DOCUMENT PASSAGE.

┌────────

But the good news as Kohler explains:
We did not need to wait for more ripeness; vintages that had been stopped by the rain, before maturity, for example include 2011, which began like a great vintage of concentration. But it was a bit late, and when the rain arrived, the grapes needed 10 days more. 2006 was also like that. That was not the case in 2017.
In any case, miles better than Duhart – and I really liked Château Duhart Milon as a sure buy in 2017 – with superior density and freshness. Will the price difference justify the quality difference? The crop was a healthy 37 hectoliters per hectare. 96-98
Château Latour – A very successful first growth that outpaces Margaux and Mouton but perhaps not as great as Lafite (and about a tie with Haut Brion?) The wine has a plump and rich nature – a creamy mid palate, opulent and velvety in texture. The length is fresh and with much lift, marked by iris and violet floral aromatics. This blend of just over 92% Cabernet Sauvignon, and just under 8% of Merlot with a tiny bit of Petit Verdot yields noticeable tannins but – in character with the vintage – the IPT index is not that high at 66, and alcohol is just over 13%.
For technical director Hélène Génin, the vintage seems to be “between 2012 and 2014” because it has “2012 plumpness” and the “energy, freshness and aromatic qualities of 2014.” Les Forts– the second wine – came across as stricter in terms of tannic expression but again it exuded a kind of refined and creamy texture. The Pauillac (third wine) was very fresh and easier to drink, but that is normal. Génin said that the September rains – about 100mm – made the harvest more challenging, and difficult choices needed to be made about how much bleeding of the vats was needed and to what extent press wines could lend more concentration to the wines. In the end, she crafted a great first growth. 94-96+
Château Lynch Bages – Lovely nose here, perfumed. Lily of the Valley and white floral aspects along with red fruit and subtle dark chocolate aromatics intrigue the taster. There is a ripe palate, indeed, albeit somewhat rigid tannins mark the finish line, but barrel aging will soften these edges, as the fruit is ripe. A very fine Lynch Bages: if the price is right, seek it out. As I revisit the sample, I want to drink it: it has that charming and engaging palate à la 1985. Bravo! 92-95
Château Lynch Moussas – Far lighter in scale, this Lynch. A bit under ripe? And the finish is short. Hmmm. Not reserved.

└────────

RECORD LIST.

┌────────

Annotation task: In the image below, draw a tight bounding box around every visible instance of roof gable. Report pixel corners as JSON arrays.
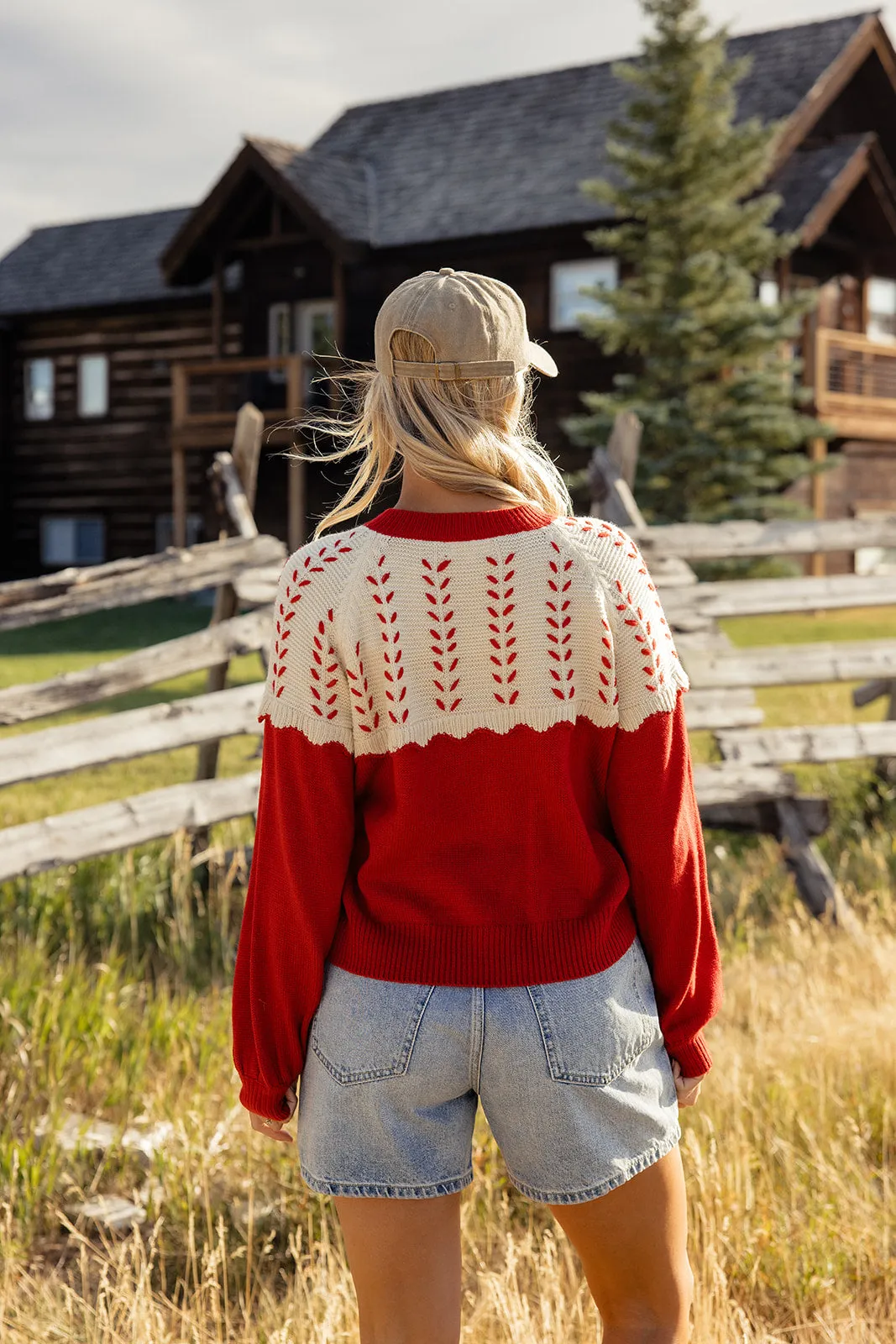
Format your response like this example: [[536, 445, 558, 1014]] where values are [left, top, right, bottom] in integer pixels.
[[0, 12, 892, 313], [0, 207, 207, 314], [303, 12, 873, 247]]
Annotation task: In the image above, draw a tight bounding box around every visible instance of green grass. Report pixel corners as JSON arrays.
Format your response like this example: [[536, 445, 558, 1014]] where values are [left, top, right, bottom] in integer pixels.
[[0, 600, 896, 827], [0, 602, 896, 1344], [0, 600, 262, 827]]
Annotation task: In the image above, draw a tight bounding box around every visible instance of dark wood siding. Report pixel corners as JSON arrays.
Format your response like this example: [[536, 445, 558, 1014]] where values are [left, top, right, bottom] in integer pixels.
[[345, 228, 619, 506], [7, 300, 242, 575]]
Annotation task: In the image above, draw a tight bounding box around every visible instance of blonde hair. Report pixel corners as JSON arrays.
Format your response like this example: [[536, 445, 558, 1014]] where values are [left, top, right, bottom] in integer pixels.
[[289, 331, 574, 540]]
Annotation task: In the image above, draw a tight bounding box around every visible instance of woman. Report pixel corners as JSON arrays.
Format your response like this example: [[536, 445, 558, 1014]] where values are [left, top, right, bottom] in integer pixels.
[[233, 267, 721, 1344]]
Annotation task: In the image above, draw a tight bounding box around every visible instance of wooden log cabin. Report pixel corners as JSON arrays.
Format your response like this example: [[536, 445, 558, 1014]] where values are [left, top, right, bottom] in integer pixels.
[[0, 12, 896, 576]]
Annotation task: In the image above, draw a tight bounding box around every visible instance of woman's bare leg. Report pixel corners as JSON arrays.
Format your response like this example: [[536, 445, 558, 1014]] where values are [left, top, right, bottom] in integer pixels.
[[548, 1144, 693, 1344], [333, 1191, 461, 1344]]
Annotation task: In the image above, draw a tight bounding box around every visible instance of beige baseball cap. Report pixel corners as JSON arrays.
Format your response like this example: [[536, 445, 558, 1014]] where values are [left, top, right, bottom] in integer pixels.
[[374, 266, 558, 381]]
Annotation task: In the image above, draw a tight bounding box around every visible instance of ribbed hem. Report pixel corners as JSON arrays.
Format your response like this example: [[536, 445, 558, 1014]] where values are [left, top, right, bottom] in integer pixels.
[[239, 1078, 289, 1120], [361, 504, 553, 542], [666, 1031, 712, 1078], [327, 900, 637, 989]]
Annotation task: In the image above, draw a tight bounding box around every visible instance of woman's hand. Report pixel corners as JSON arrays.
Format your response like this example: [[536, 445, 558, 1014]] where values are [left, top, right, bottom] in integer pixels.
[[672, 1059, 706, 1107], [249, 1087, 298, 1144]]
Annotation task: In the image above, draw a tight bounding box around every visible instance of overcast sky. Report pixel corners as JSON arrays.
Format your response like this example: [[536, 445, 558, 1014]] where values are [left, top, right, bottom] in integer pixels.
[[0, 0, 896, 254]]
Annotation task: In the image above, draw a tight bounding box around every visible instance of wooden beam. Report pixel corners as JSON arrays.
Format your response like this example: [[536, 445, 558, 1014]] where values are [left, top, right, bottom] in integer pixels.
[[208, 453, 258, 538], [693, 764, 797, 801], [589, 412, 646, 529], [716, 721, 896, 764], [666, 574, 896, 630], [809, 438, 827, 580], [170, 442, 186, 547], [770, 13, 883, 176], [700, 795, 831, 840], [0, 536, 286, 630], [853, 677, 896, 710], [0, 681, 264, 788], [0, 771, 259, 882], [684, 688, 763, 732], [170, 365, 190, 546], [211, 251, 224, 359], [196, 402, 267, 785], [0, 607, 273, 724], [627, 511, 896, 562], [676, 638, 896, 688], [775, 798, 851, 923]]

└────────
┌────────

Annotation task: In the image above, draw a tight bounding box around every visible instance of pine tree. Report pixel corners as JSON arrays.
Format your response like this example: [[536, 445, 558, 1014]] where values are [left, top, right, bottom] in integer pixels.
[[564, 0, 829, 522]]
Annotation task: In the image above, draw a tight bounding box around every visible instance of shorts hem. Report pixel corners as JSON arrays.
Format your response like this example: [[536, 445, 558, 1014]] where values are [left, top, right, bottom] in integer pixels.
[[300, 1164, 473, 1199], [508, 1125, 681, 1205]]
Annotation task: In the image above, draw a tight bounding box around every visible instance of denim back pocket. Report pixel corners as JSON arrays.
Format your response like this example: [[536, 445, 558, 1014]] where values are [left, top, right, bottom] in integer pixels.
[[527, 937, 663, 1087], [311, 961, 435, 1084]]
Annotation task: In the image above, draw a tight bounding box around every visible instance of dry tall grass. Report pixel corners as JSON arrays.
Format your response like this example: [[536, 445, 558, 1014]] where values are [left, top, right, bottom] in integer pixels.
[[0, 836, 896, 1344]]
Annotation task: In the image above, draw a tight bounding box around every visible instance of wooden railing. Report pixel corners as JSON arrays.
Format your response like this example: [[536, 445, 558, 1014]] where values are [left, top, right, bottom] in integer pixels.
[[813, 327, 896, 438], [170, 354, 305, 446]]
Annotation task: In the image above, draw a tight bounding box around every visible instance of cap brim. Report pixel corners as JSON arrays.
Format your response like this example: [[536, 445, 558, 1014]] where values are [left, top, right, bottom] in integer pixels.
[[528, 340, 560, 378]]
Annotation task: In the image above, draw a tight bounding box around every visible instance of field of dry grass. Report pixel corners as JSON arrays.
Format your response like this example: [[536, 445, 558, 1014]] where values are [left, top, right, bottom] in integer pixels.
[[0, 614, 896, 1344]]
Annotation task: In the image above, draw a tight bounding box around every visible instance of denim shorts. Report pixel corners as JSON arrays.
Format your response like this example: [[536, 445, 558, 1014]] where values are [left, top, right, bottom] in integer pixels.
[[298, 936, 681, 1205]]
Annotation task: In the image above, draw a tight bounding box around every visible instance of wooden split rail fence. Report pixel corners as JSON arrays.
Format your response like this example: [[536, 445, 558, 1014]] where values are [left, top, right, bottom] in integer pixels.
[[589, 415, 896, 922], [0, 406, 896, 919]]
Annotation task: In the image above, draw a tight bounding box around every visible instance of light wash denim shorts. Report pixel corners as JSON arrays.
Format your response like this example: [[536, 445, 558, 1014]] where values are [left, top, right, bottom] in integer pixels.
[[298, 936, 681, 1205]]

└────────

REQUIREMENTS.
A - In the wine tasting notes, what IPT index is given for Château Latour?
B - List every year mentioned in the wine tasting notes.
C - Carry the wine tasting notes forward from their final line.
The entries above are separate from the wine tasting notes.

ANSWER LIST.
A - 66

B - 2011, 2006, 2017, 2012, 2014, 1985

C -
Château Mouton Rothschild – Of course the 2016 had more tannin than in this vintage, but the wine here exudes wild red berry and pure cassis notes, as well as a deep, opulent and vinous palate. There is veritable mid palate juiciness typical of top wines from 2017, with 12.9% alcohol and a long, cool finish. Sure, there are some tannins just a bit strict, but barrel aging will soften them, and you will end up with a fine Mouton. Not the most exciting of the vintage among the very top wines, but robust and intense, blending 90% Cabernet Sauvignon, 9% Merlot and 1% Petit Verdot. 93-96
Château Pedesclaux – Comes across as rather substantial on the palate, although it feels a bit extracted, with somewhat hard tannins. Does not have the impact of the 2016, for example, and I get the impression of an estate that is trying to make a Maserati from an Audi. Note reserved for now, and I would prefer to revisit.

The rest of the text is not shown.